- [Aufgaben]:
(a) Gib aus dem Text zum Snap-back-Risiko den Abschnitt wortgetreu wieder, der bei „Unter dem Snap-back-Risiko“ beginnt und bei „und Finanzierungen haben.“ endet.
(b) Beantworte zum Text über das Snap-back-Risiko folgende Fragen:
(i) Innerhalb wie vieler Tage müssen Zweifel an einer Vertragsverletzung ausgeräumt werden?
(ii) Welches Gremium kann die weitere Aussetzung der UN-Sanktionen beschließen?
(iii) Hält sich der Iran laut Text bislang an seine Verpflichtungen aus dem JCPOA?

Unter dem Snap-back-Risiko versteht man das Risiko, dass – nach dem erfolglosen Durchführen des im Joint Comprehensive Plan of Action (JCPOA) im Fall von etwaigen Vertragsverletzungen vorgesehenen Streitbeilegungsmechanismus – die seit dem Implementation Day aufgehobenen Sanktionen wieder eingeführt werden. Diese könnten dann Auswirkungen auf bis dahin abgeschlossene Geschäfte und Finanzierungen haben.

Sollte festgestellt werden, dass der Iran seine Verpflichtungen aus dem JCPOA nicht eingehalten hat und können die Zweifel an der Vertragsverletzung nicht innerhalb von 30 Tagen ausgeräumt werden, können die Sanktionen wieder eingesetzt werden, ohne dass der Sicherheitsrat einen neuen Beschluss darüber fassen muss. Vielmehr treten die UN-Sanktionen automatisch wieder in Kraft, ohne dass eines der ständigen Mitglieder des UN-Sicherheitsrates (insbesondere Russland oder China) dies durch die Einlegung eines Vetos verhindern könnte.

Die UN-Sanktionen treten dann nicht automatisch wieder in Kraft, wenn der UN-Sicherheitsrat ihre weitere Aussetzung beschließt. Dies jedoch kann seitens eines ständigen Mitglieds des UN-Sicherheitsrats (z.B. der USA) durch die Einlegung eines Vetos verhindert werden. Bislang hält sich der Iran an seine Verpflichtungen aus dem JCPOA.

- [Bereitgestellte Daten]:

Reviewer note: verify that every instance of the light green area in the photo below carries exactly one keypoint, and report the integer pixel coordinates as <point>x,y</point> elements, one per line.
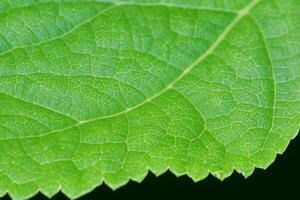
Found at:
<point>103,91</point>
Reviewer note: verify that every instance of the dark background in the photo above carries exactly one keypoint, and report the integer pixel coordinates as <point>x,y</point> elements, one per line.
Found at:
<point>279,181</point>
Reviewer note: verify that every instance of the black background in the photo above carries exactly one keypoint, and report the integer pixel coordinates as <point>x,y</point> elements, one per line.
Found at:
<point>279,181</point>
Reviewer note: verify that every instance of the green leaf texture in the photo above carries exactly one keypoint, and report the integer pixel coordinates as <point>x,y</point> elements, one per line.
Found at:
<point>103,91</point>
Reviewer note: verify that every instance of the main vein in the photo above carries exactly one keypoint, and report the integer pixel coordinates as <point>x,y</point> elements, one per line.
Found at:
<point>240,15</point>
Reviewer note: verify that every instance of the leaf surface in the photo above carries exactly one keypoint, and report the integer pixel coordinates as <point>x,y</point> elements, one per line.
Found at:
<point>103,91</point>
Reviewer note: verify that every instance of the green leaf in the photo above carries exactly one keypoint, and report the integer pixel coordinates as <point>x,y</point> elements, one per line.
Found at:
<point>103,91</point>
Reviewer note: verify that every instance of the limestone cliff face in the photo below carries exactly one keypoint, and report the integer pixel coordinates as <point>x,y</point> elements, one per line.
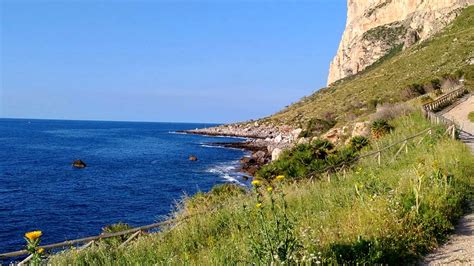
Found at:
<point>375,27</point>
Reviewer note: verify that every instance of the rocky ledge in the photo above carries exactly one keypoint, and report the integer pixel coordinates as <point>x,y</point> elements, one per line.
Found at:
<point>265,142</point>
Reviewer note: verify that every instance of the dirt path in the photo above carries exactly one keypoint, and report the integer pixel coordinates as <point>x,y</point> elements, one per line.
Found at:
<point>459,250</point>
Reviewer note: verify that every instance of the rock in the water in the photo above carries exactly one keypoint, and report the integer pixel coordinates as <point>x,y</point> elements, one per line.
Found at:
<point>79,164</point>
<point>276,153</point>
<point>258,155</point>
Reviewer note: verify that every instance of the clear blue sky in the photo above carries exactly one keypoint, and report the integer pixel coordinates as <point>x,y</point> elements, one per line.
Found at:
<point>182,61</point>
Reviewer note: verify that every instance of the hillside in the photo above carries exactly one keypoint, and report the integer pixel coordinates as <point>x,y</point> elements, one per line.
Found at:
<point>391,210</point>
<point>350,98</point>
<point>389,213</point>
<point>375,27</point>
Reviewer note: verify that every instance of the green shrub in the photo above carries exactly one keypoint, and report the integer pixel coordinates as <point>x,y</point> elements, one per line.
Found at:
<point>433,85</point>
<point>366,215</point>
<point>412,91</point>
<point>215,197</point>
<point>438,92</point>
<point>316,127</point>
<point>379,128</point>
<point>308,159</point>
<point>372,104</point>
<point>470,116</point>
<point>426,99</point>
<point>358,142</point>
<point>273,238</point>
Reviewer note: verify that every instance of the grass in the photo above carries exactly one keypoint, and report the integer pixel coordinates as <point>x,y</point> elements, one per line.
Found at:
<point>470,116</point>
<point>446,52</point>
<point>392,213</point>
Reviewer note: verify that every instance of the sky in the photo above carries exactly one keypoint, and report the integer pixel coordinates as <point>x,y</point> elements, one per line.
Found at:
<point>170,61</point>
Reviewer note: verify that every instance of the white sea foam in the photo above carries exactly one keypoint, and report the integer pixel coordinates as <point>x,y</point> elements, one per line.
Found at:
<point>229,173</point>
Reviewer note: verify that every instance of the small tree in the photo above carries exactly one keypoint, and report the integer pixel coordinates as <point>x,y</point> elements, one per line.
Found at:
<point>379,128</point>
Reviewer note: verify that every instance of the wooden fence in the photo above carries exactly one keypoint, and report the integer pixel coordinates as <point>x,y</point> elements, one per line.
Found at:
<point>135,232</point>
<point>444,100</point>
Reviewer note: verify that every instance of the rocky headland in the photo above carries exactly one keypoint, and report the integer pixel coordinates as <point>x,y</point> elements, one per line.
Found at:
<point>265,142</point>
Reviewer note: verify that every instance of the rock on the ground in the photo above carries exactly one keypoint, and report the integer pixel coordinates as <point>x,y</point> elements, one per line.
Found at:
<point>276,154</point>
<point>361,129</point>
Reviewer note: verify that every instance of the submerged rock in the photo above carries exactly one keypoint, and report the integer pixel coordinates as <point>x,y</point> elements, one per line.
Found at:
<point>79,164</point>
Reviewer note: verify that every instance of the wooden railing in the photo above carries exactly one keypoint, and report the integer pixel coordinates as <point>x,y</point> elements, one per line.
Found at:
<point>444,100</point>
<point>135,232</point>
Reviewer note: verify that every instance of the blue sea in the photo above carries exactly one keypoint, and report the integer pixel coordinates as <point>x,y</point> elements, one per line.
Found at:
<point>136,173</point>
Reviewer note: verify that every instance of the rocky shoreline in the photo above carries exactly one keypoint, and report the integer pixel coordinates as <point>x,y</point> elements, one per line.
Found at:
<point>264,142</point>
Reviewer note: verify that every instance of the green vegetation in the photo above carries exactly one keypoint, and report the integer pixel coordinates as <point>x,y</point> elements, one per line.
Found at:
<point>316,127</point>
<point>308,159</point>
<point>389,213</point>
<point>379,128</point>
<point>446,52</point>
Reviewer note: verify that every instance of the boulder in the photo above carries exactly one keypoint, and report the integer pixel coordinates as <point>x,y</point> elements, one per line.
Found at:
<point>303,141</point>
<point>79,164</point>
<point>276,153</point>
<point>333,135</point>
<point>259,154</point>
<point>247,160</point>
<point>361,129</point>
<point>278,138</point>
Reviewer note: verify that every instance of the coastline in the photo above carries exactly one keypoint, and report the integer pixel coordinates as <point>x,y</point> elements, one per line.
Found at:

- [Lösungen je Aufgabe]:
(a)
Unter dem Snap-back-Risiko versteht man das Risiko, dass – nach dem erfolglosen Durchführen des im Joint Comprehensive Plan of Action (JCPOA) im Fall von etwaigen Vertragsverletzungen vorgesehenen Streitbeilegungsmechanismus – die seit dem Implementation Day aufgehobenen Sanktionen wieder eingeführt werden. Diese könnten dann Auswirkungen auf bis dahin abgeschlossene Geschäfte und Finanzierungen haben.

(b)
(i) Innerhalb von 30 Tagen.
(ii) Der UN-Sicherheitsrat.
(iii) Ja.